**Required work:** Pull out every line of the records that contains the string "hearth", matching case. Which lines are they?

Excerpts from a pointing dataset
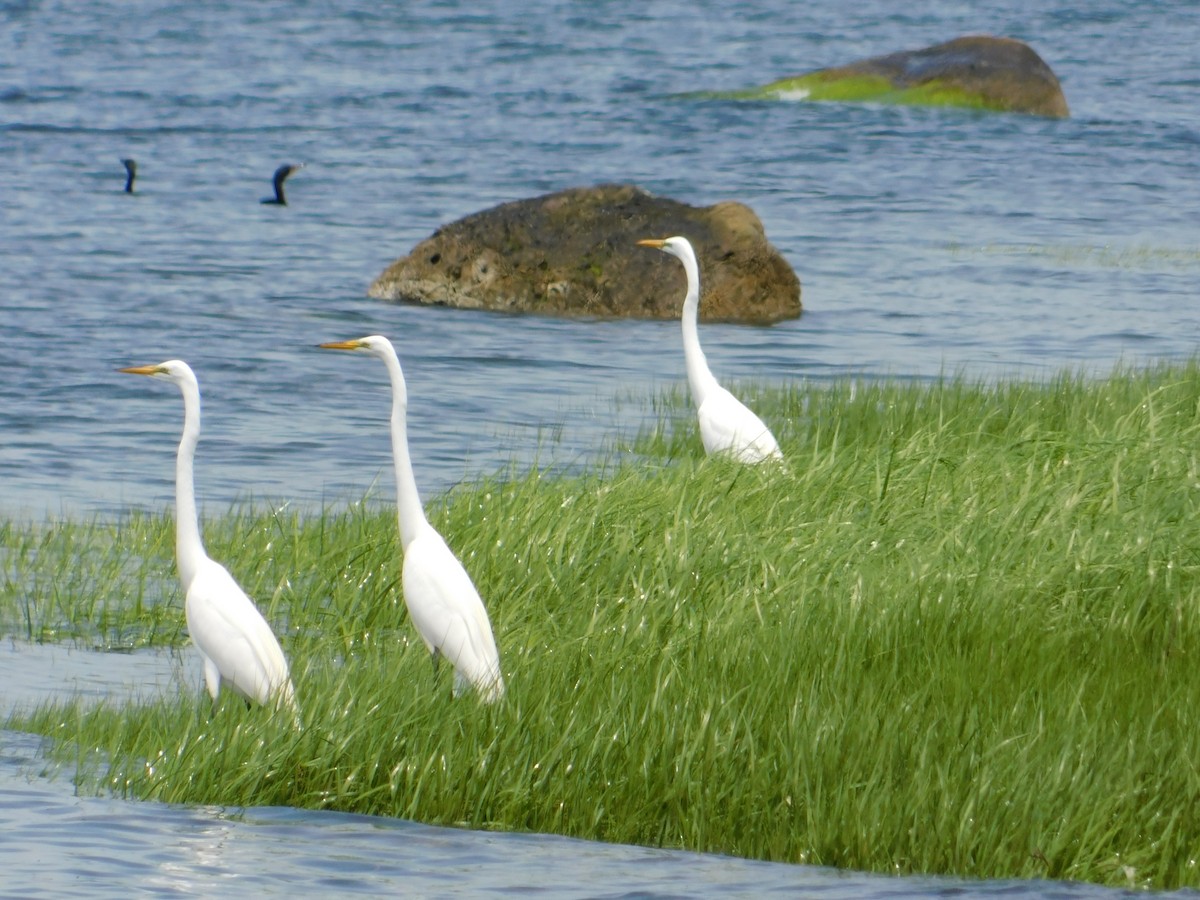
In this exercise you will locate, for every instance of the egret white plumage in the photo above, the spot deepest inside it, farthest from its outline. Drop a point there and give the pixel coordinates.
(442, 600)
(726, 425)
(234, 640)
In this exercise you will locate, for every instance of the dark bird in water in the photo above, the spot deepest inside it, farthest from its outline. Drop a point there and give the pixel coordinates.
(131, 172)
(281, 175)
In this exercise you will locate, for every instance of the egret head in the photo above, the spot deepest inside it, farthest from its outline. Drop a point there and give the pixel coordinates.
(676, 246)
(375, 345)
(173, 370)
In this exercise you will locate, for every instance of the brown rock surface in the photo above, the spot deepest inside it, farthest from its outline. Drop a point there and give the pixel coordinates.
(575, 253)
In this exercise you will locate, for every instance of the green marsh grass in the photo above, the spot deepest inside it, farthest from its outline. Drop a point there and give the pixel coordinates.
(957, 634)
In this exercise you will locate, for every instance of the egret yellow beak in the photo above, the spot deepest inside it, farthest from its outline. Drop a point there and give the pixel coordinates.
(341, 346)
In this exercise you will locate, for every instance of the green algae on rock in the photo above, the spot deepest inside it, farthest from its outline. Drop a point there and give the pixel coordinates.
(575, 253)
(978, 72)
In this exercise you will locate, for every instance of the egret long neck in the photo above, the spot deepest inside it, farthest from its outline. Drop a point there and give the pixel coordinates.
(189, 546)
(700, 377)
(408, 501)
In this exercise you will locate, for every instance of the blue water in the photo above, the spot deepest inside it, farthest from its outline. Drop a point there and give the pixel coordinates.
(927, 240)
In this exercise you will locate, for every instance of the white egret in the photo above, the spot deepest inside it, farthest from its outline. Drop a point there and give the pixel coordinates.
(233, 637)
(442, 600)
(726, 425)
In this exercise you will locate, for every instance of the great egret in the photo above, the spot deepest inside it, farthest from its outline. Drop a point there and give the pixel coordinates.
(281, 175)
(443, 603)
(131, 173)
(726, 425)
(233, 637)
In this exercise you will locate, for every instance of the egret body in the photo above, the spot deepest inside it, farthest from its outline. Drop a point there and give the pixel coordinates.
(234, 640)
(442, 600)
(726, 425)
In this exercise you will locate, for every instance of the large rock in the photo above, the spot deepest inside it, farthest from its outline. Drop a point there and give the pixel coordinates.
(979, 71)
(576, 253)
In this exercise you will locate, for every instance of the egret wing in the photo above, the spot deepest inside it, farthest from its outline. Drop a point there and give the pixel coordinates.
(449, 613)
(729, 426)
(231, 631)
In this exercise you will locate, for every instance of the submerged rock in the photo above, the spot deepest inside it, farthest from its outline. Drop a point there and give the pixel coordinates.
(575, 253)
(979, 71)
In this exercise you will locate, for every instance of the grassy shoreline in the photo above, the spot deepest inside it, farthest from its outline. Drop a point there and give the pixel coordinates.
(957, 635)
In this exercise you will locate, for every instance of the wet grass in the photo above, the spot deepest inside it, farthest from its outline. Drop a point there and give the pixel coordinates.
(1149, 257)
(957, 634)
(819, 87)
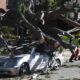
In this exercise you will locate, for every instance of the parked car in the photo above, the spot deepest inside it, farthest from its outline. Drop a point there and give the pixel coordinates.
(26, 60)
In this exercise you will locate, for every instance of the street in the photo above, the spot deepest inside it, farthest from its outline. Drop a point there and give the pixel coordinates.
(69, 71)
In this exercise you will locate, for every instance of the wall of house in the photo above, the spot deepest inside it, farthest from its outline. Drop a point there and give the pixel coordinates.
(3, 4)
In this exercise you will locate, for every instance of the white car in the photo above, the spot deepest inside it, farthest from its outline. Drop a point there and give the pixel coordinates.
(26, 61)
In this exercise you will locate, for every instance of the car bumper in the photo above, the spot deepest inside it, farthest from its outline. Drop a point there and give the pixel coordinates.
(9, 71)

* * *

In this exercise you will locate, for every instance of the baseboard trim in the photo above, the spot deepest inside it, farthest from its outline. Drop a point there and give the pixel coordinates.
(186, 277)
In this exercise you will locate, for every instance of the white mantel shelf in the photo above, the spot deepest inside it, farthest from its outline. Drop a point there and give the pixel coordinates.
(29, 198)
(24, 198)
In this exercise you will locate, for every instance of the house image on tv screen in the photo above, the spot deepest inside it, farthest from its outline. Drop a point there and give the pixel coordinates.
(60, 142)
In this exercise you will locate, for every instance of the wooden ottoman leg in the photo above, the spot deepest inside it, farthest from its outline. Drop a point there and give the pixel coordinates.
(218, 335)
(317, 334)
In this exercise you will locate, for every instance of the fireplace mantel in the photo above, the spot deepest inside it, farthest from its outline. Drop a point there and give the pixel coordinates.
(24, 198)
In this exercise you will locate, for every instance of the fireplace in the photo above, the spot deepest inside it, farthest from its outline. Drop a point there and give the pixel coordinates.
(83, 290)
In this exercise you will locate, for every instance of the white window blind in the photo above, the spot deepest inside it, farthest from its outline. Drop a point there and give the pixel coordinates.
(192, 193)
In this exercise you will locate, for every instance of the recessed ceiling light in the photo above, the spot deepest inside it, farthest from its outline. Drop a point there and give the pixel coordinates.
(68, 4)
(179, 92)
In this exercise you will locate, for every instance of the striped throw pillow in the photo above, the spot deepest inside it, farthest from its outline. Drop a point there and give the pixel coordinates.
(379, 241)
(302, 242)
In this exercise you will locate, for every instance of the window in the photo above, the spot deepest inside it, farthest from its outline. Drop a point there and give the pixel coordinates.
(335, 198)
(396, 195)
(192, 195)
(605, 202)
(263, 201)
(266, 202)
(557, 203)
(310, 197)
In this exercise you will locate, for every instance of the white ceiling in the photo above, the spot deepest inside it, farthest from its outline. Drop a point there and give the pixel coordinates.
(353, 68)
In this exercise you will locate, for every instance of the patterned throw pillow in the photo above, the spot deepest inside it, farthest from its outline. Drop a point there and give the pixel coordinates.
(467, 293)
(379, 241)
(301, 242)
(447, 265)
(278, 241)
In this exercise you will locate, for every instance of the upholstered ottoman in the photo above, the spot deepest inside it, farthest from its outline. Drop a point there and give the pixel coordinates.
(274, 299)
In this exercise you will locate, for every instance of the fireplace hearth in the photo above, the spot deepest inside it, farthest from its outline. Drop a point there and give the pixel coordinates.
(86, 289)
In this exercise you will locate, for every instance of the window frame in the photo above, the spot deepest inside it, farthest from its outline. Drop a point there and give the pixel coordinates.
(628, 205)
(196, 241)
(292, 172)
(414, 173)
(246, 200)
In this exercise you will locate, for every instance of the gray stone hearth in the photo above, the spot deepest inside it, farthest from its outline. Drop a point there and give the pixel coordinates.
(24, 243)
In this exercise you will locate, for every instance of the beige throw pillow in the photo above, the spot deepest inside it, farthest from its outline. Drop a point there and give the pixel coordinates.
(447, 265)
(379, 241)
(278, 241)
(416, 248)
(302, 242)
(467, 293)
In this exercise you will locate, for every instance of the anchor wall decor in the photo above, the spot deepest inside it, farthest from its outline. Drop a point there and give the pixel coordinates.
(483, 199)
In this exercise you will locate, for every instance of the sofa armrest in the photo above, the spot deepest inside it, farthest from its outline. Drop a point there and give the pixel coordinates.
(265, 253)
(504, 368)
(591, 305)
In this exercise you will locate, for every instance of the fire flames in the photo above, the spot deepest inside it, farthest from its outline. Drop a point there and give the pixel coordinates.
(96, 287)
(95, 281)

**Task response:**
In this exercise you will locate, for every instance of the fireplace hearth in the photo above, the spot deepest inside it, farthest from its outline. Drop a point there and give the pixel coordinates.
In this exercise you will locate, for every instance of the gray stone hearth in the photo above, the spot deepest inside it, farthest from its outline. Drop a point there and give the pixel coordinates.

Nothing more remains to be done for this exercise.